* Stored data:
"""

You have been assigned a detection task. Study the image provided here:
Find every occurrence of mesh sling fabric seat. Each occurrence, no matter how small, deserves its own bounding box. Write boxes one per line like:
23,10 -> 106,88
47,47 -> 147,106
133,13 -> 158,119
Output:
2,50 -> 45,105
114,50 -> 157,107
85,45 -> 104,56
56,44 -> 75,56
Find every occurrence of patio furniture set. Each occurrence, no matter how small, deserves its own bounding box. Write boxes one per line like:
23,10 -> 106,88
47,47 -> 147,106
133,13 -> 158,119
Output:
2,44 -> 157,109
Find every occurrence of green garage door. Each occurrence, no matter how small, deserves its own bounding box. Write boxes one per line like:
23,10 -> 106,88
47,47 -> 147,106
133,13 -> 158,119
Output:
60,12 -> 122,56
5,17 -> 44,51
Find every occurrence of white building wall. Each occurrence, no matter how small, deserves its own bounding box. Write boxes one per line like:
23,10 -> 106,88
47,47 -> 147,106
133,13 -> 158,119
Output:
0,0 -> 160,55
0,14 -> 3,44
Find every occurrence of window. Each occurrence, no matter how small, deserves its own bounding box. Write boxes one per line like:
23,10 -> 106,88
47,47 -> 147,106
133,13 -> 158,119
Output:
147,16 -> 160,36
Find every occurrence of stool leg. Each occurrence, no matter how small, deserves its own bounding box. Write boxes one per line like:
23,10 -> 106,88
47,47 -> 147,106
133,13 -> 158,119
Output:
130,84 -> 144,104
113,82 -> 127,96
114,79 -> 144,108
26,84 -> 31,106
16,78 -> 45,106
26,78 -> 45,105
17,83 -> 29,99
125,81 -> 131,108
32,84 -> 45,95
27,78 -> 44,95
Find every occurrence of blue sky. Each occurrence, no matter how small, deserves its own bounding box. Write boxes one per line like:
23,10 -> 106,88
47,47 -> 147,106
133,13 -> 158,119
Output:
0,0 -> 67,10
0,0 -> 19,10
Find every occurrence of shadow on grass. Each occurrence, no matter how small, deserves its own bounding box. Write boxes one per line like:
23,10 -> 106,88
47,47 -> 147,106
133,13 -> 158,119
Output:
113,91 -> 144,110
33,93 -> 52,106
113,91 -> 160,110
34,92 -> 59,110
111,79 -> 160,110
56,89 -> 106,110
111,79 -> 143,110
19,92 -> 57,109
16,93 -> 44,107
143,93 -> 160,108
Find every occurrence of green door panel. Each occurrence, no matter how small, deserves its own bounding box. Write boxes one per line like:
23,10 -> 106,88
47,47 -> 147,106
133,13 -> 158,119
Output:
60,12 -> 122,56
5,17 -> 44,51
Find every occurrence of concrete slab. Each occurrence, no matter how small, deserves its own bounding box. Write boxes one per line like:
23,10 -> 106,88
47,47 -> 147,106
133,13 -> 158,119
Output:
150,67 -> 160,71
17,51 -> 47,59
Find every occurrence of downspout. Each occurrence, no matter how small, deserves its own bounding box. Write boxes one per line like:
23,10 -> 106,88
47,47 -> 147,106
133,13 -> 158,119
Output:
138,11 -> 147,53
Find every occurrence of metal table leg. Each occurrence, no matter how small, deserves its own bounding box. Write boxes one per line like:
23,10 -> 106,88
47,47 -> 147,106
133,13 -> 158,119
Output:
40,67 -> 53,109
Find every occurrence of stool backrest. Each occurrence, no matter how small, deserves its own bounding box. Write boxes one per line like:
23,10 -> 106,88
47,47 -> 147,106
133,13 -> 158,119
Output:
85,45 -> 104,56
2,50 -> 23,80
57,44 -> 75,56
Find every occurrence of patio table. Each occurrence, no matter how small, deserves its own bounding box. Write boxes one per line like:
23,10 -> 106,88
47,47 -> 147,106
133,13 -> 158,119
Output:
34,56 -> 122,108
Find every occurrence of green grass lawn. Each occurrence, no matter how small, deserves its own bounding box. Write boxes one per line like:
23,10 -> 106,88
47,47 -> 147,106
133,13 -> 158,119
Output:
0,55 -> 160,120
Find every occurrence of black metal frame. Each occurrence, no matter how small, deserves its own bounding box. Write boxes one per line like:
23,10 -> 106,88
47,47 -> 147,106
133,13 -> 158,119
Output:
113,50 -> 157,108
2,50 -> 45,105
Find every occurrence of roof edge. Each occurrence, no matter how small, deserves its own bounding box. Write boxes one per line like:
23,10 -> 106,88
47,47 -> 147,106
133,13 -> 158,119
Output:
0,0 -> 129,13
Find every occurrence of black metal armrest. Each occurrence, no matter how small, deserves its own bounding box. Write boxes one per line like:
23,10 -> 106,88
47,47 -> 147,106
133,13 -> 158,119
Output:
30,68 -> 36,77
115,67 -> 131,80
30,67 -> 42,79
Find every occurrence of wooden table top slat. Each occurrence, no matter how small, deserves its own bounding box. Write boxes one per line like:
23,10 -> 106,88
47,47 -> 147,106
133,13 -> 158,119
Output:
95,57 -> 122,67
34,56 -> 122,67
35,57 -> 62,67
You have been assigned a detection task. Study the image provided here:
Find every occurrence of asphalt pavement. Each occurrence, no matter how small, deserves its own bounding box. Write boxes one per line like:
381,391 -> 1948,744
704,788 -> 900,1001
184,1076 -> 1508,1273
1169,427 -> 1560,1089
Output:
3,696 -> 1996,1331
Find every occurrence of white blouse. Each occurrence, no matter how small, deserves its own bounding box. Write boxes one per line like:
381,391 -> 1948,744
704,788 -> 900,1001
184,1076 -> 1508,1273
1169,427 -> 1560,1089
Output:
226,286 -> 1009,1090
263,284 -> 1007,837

"""

* TASK TO CARRY OUT: Copy every line of the entries in which "grass" can be found.

* RESPONSE BELOW:
Find every occurrence of shadow on grass. Each occurrence, no matter how small, deserves its own bounding box. Write boxes one per line like:
Find every occurrence of green grass lawn. Each occurrence, no matter how small, deserves its own bounding box. Write boxes one per line like:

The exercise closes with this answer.